[TEXT PROVIDED]
=-=-=

Gerardo Albarrán points out that society and the Mexican press treat migrants in the southern border area worse than Mexican migrants are treated in the southern border of the United States and “that is something we omit, we fail to acknowledge, we decide to ignore or to hide. Why don’t we give migrants a face and a name?” he wonders, “because in Mexico people don’t have a face, people become numbers, press releases, and government statements”.

Even though the panorama looks so bleak there are exceptional pieces of high standard investigative journalism. Salvadoran news site El Faro is a good example of a regional effort to cover migration from Central America through Mexico and all the way to the United States. With financial support from the Open Society Institute it covers all the complexity and its implications for security, human rights and democracy.

There is also a book, “Me decían mexicano frijolero” by Ana Luisa Calvillo, a 108-page testimony of Roberto Rangel, a migrant from the Mexican State of Michoacán sentenced for homicide to a 57-year stretch at a maximum security prison in La Soledad, California, for a crime he did not commit.

There are also other examples of media funding investigative journalism on migration, such as the newspapers El Universal and Reforma or news sites Emeequis, Sin Embargo, Animal Político, or political magazines such as Gatopardo, but for coverage of the extent of the phenomenon and its complexity the main challenge is still the day-to-day coverage in which sexist, racist and chauvinist language still persists, according to Marco Lara Klahr.

=-=-=

[MATERIAL PROVIDED]

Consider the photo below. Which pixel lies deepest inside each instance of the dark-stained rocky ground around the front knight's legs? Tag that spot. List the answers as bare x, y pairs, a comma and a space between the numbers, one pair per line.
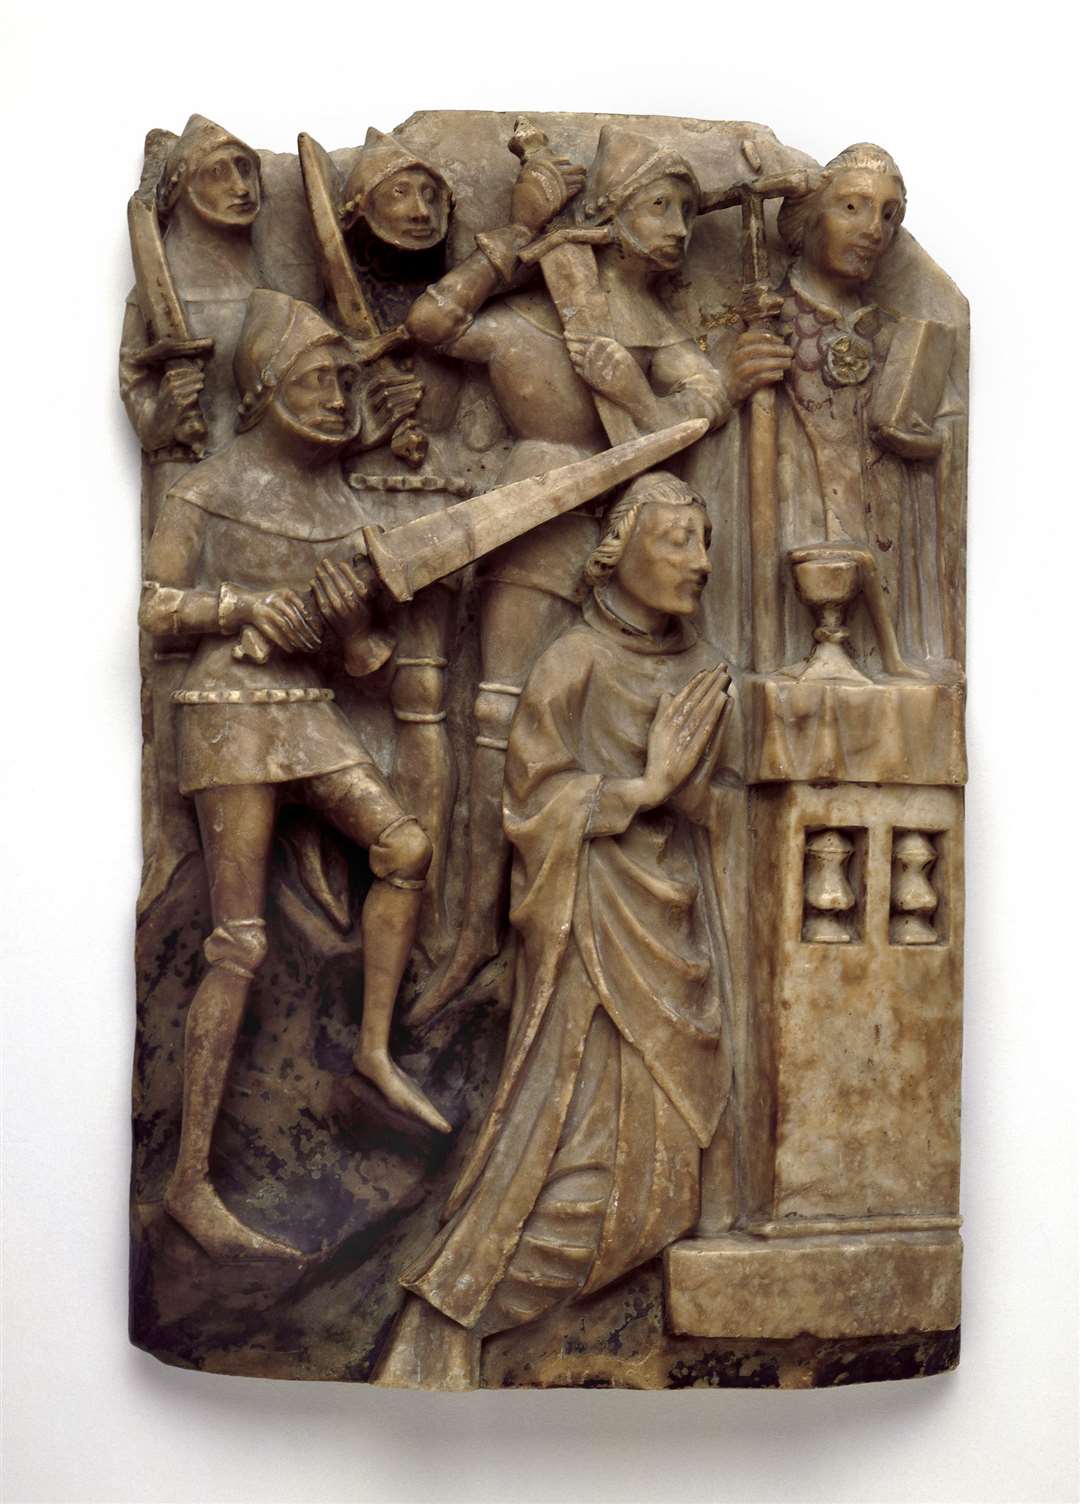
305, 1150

=-=-=

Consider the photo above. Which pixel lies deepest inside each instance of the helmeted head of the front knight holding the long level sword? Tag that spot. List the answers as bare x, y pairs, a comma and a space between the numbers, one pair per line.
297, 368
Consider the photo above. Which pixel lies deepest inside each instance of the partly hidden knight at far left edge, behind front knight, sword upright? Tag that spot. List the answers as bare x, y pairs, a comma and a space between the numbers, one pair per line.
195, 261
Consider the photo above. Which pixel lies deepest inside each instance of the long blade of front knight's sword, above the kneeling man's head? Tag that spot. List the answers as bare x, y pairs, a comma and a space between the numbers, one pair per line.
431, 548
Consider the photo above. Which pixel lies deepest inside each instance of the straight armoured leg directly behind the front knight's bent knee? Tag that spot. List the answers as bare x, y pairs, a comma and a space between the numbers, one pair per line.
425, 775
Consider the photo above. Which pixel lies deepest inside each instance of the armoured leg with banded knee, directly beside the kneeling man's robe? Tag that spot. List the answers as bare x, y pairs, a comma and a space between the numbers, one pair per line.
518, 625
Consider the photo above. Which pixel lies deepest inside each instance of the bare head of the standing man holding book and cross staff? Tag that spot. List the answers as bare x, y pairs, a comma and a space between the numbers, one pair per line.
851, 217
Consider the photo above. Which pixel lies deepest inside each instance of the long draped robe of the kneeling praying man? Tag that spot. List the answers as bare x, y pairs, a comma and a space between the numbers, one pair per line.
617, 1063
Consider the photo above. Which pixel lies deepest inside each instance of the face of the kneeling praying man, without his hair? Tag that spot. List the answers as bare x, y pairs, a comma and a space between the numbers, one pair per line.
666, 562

=-=-=

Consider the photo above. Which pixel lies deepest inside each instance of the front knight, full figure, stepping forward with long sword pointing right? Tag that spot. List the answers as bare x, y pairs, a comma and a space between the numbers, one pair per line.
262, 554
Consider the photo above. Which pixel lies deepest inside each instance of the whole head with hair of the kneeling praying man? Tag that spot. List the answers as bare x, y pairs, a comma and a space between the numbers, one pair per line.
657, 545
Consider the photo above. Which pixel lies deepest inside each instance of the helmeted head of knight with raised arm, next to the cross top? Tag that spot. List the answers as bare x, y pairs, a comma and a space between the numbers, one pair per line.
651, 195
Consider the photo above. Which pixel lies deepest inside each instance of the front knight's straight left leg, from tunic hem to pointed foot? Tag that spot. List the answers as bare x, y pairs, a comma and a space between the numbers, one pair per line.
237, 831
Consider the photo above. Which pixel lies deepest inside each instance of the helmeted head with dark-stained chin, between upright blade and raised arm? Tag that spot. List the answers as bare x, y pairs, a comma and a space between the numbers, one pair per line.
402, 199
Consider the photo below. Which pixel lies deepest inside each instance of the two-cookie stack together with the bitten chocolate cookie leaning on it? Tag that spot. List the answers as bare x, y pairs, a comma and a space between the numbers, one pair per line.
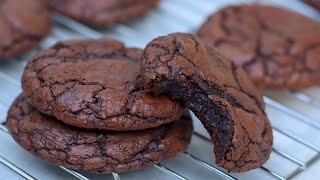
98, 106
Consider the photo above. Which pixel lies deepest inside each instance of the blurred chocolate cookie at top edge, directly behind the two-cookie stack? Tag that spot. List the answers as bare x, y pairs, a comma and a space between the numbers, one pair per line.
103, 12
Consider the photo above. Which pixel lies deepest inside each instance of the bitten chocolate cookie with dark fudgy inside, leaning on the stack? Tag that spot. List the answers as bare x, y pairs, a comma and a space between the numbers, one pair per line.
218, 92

=-=-=

[TASK SET]
(1) According to the text on Mexican press coverage of migration, how long was the prison sentence given to Roberto Rangel?
(2) Write the next paragraph of the text on Mexican press coverage of migration, beginning after its final sentence.
The listing is not required for either of the tasks.

[EXERCISE ANSWERS]
(1) He was sentenced to 57 years at a maximum security prison in La Soledad, California.

(2)
Part of the problem is unreliable sources, untrained journalists, a media industry addicted to press releases and statements of government officials, unverified news stories and news stories published with only one source.

Towards good practice and quality reporting

There has been some excellent coverage from some Mexican media outlets on the plight of migrants as they travel through the country. For example 72migrants.com, a multimedia project that pays tribute to the 58 men and 14 women from Central and South America murdered by the Los Zetas drug cartel in 2010 in the village of El Huizachal in the municipality of San Fernando, Tamaulipas.

In the words of Alma Guillermoprieto, who coordinated the project, the idea was to express outrage and to return names, faces and identities to each victim “because for some media outlets and local authorities, the migrants were just corpses and numbers, not lives cut short, broken families or truncated dreams”.

The project, in which prominent writers, artists, activists and political scientists took part, started as a “virtual altar”, a website with texts, photos, music, flowers and donations, then added a series of radio programmes that were broadcast at a university radio station, Radio Universidad. One year later it became something more permanent – a book edited by Almadía and Fronteras Press.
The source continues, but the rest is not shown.